• Testo del documento:
Va comunque segnalato che, se ben impiegato, lo standard di certificazione ISO/IEC 27001 risulta molto utile per il soddisfacimento dell’art. 32(1) lett. b), ma solo ed esclusivamente per il soddisfacimento di quel punto del GDPR.

Inoltre, nel rispetto del principio di “interoperabilità” espresso dal § 69 delle linee guida EDPB 1/2018, una certificazione ISMS, sebbene classificata come “certificazione aspecifica”[10], potrebbe essere utilizzata per coprire uno o più punti norma di schemi dicertificazione specifica” cioè di schemi di certificazione che specificatamente nascono per valutare la conformità al GDPR[11].

Un esempio lo possiamo trovare nello standard italiano ISDP©10003:2020 rev.01 che, nello specifico del criterio A.5.2.1, permette di avvalersi della garanzia offerta dalla certificazione ISO/IEC 27001:2017 come soddisfacimento del controllo[12].

• Alcune voci:
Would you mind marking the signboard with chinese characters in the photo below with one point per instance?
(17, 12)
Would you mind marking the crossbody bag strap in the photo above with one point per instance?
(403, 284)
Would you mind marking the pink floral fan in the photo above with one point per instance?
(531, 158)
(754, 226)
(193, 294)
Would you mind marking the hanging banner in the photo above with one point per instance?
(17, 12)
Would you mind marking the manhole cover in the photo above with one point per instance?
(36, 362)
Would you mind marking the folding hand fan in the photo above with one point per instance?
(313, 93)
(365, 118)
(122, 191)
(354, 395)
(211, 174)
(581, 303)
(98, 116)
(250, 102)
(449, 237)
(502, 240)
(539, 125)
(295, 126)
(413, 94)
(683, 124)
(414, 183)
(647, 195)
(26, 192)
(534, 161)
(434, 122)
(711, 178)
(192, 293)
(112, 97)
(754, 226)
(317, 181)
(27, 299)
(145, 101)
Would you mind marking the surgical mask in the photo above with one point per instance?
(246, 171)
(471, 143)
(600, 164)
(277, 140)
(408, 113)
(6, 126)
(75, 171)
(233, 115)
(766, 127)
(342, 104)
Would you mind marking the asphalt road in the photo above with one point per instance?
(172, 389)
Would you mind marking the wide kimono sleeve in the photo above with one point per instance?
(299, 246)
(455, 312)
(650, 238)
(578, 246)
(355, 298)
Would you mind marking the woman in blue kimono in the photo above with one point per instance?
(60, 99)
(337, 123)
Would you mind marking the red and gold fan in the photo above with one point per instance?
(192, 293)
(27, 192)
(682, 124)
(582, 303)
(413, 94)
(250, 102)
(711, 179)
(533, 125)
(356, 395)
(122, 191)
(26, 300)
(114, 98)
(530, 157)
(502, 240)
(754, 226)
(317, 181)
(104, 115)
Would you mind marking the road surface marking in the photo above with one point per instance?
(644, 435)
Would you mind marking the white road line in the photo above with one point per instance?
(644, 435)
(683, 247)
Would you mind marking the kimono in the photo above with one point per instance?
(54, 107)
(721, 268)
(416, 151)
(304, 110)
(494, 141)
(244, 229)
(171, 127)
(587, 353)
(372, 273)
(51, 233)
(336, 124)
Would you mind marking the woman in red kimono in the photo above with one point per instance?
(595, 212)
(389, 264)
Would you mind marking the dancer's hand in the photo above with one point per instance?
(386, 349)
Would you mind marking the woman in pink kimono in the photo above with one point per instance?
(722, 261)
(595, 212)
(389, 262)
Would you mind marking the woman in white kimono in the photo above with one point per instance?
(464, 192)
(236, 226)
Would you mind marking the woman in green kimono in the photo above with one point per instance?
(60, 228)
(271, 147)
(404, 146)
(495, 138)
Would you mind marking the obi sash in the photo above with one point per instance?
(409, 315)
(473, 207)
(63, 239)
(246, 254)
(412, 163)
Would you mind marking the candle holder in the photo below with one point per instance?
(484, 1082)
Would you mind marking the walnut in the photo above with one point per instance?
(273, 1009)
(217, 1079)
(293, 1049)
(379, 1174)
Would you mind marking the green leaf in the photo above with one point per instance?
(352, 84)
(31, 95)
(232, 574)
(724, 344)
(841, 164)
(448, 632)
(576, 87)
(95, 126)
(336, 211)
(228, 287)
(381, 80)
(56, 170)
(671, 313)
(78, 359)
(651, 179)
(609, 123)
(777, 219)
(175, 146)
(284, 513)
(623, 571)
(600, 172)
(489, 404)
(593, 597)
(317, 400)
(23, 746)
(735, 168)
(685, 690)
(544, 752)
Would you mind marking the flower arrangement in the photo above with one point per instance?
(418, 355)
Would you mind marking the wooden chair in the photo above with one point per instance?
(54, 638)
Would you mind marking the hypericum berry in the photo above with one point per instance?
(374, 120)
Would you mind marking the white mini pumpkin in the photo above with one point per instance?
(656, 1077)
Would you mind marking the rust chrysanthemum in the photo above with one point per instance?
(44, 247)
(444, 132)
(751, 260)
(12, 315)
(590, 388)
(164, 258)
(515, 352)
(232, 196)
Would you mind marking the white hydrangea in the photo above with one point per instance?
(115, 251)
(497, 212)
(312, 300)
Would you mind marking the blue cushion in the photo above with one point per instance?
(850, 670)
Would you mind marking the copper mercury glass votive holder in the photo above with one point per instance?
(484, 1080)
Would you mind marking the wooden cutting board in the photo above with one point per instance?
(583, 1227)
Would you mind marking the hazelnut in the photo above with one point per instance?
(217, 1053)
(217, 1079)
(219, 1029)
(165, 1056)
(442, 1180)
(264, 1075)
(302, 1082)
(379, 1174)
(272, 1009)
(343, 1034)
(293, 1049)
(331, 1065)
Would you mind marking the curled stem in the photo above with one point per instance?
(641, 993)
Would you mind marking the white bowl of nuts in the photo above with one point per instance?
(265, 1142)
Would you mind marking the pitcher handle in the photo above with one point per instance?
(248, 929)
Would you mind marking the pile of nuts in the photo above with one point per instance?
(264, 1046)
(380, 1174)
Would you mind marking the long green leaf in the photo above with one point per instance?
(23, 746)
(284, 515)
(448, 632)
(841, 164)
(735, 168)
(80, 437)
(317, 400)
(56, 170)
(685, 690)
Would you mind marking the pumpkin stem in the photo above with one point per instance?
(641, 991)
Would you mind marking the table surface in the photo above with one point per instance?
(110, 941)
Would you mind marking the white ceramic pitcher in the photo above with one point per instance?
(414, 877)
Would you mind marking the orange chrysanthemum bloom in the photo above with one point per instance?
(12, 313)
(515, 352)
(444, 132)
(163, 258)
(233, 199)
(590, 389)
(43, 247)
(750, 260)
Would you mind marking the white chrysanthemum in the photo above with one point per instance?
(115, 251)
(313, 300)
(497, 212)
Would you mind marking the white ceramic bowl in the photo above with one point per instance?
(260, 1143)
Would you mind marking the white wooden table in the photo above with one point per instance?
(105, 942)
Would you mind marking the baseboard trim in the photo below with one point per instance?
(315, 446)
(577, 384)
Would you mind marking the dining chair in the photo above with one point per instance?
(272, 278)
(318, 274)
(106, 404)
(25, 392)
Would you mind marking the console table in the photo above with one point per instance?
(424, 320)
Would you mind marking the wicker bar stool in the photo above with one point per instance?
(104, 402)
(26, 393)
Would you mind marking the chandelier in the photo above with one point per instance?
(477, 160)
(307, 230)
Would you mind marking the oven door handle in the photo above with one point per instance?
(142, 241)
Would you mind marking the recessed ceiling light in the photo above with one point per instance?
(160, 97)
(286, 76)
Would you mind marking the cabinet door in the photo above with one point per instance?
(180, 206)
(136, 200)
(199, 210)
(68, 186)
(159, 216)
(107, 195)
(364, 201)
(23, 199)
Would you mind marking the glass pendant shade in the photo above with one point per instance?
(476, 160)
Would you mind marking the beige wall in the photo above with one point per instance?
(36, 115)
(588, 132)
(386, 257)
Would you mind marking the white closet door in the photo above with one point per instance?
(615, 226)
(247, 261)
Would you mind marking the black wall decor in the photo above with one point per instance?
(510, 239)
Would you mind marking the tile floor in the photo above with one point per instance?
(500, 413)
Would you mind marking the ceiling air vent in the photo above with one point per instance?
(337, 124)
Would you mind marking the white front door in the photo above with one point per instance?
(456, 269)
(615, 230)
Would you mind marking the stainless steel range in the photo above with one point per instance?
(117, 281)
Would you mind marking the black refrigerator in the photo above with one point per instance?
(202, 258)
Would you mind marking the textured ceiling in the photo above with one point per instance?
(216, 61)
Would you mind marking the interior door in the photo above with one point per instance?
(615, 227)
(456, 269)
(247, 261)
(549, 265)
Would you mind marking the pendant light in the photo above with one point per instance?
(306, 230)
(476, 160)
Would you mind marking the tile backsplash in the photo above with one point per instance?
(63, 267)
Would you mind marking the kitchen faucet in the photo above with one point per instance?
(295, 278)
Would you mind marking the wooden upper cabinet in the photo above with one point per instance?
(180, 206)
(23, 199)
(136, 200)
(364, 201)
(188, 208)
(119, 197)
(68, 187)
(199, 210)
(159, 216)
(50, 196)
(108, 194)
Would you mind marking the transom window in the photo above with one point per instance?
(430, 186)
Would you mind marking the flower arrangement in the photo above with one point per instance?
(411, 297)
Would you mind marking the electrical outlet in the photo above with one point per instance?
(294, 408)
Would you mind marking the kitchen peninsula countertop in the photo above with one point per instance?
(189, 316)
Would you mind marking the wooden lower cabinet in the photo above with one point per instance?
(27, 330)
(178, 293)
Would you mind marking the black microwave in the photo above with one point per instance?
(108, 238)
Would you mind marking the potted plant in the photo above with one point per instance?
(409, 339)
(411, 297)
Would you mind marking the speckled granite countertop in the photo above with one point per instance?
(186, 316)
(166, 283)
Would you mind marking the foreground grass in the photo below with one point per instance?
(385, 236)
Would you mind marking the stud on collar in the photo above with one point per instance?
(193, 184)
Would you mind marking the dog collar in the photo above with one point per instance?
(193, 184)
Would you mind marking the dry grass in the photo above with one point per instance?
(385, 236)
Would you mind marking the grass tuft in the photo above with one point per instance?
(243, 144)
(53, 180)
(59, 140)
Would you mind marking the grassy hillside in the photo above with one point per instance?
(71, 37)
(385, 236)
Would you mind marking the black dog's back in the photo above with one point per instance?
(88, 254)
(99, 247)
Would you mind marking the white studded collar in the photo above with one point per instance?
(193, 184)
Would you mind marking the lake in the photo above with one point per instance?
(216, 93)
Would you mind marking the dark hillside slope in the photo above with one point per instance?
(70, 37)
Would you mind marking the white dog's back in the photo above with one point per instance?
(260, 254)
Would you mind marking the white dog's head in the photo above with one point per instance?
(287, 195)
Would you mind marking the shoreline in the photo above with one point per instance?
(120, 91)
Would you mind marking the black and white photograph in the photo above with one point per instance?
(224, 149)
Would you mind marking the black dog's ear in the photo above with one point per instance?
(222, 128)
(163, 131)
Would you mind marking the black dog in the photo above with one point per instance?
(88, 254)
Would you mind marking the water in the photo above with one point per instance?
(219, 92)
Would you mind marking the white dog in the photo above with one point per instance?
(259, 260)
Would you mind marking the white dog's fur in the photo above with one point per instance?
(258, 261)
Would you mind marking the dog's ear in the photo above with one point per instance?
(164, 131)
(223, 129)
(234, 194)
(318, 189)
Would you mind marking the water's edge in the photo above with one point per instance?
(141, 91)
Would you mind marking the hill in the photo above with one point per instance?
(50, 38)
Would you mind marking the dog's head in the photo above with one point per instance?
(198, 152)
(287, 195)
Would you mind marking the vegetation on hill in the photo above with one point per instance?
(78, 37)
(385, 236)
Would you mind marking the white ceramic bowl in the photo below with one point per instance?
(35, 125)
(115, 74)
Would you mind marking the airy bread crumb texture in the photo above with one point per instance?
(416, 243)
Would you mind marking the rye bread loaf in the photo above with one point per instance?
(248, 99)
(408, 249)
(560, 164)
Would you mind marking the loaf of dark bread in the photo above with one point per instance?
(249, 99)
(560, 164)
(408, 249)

• Consegna: Indica se ciascuna affermazione concorda con il testo sulla ISO/IEC 27001 e il GDPR, rispondendo sì o no e citando alla lettera le parole decisive: (a) la ISO/IEC 27001 è utile per soddisfare l'art. 32(1) lett. b) del GDPR; (b) una certificazione ISMS è classificata come certificazione specifica; (c) nel criterio A.5.2.1, lo standard ISDP©10003:2020 rev.01 consente di usare la certificazione ISO/IEC 27001:2017 come soddisfacimento del controllo. Le voci non hanno alcun ruolo in questo lavoro.

• Risposta:
(a) Sì: "lo standard di certificazione ISO/IEC 27001 risulta molto utile per il soddisfacimento dell’art. 32(1) lett. b)".
(b) No: "sebbene classificata come “certificazione aspecifica”".
(c) Sì: "nello specifico del criterio A.5.2.1, permette di avvalersi della garanzia offerta dalla certificazione ISO/IEC 27001:2017 come soddisfacimento del controllo".